Tâche 1:
Reproduisez le passage du discours qui commence à "INSTITUT DE FRANCE." et se termine à "trop souvent impuissante.".
Tâche 2:
Selon le discours, pourquoi l'Académie française a-t-elle été « deux fois cruellement frappée » ? Répondez en une à trois phrases.

Extrait:
INSTITUT DE FRANCE.
ACADÉMIE FRANÇAISE.
FUNÉRAILLES
DE
M. SAINT-RENÉ TAILLANDIER
Le mercredi 26 février 1879.
DISCOURS
DE
M. LE Baron DE VIEL-CASTEL
DIRECTEUR DE L’ACADÉMIE FRANÇAISE.
MESSIEURS,
Il y a neuf jours, nous conduisions M. de Sacy à sa dernière demeure. M. Saint-René-Taillandier était avec nous. Il a pu nous suivre jusqu’au cimetière éloigné où s’est accomplie cette triste cérémonie. Il était en pleine santé, dans la force de l’âge, et il semblait, même plus jeune qu’il ne l’était en réalité. Il vient de nous être enlevé presque subitement par une de ces terribles maladies contre lesquelles la science est trop souvent impuissante.
En bien peu de jours, l’Académie française a été deux fois cruellement frappée. Comme M. de Sacy, M. Taillandier était un de ses membres les plus assidus, un de ceux qui prenaient le plus de part et qui s’intéressaient le plus à ses travaux ; tous deux, bien qu’ils eussent rempli dans l’État des fonctions importantes, étaient essentiellement, et avant tout des hommes de lettres dans le meilleur sens, dans le sens le plus élevé de ce mot.

Données:

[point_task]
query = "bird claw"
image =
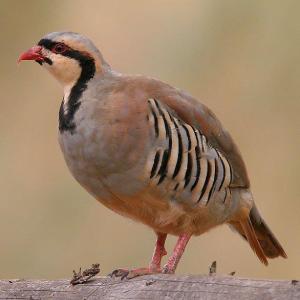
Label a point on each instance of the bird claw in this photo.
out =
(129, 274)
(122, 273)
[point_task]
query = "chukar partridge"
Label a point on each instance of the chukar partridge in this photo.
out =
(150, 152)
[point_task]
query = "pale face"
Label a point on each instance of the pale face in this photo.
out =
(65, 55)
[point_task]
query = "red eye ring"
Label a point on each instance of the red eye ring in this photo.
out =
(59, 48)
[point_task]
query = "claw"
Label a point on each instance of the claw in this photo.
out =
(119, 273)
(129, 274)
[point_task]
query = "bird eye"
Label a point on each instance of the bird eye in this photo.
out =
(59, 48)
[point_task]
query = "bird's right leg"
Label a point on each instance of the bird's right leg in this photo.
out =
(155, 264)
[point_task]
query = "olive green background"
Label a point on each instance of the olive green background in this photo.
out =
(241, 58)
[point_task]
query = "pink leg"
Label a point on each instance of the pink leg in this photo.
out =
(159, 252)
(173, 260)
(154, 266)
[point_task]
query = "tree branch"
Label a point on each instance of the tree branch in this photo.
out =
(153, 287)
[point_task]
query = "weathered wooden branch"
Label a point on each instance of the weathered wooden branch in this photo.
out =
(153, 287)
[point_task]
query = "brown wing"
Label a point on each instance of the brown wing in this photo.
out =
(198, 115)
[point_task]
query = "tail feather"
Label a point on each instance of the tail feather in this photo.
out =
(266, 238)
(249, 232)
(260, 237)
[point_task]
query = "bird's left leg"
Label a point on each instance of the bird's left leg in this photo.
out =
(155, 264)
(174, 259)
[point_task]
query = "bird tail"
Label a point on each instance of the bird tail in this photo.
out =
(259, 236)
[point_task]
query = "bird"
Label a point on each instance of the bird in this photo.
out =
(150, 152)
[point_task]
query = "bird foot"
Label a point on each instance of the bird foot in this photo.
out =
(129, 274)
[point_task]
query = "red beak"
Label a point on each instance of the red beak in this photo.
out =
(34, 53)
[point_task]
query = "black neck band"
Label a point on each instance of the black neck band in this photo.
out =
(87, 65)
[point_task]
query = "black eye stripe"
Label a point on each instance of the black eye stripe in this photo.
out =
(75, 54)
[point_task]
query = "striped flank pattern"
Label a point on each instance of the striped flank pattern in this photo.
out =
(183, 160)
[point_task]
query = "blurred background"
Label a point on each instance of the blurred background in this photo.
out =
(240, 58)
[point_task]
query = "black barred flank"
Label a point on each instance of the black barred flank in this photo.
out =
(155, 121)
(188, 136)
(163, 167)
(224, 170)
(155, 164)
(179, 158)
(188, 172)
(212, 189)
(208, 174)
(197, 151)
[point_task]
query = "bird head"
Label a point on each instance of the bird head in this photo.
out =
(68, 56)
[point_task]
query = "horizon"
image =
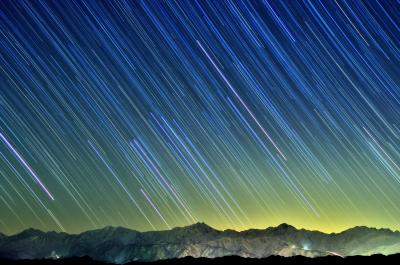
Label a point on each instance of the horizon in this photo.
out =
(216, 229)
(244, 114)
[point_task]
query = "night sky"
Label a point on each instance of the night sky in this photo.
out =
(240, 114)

Résultat attendu 1:
INSTITUT DE FRANCE.
ACADÉMIE FRANÇAISE.
FUNÉRAILLES
DE
M. SAINT-RENÉ TAILLANDIER
Le mercredi 26 février 1879.
DISCOURS
DE
M. LE Baron DE VIEL-CASTEL
DIRECTEUR DE L’ACADÉMIE FRANÇAISE.
MESSIEURS,
Il y a neuf jours, nous conduisions M. de Sacy à sa dernière demeure. M. Saint-René-Taillandier était avec nous. Il a pu nous suivre jusqu’au cimetière éloigné où s’est accomplie cette triste cérémonie. Il était en pleine santé, dans la force de l’âge, et il semblait, même plus jeune qu’il ne l’était en réalité. Il vient de nous être enlevé presque subitement par une de ces terribles maladies contre lesquelles la science est trop souvent impuissante.

Résultat attendu 2:
En bien peu de jours, l'Académie a perdu deux de ses membres. M. de Sacy avait été conduit à sa dernière demeure neuf jours plus tôt, puis M. Saint-René-Taillandier a été enlevé presque subitement par une maladie. Tous deux comptaient parmi ses membres les plus assidus.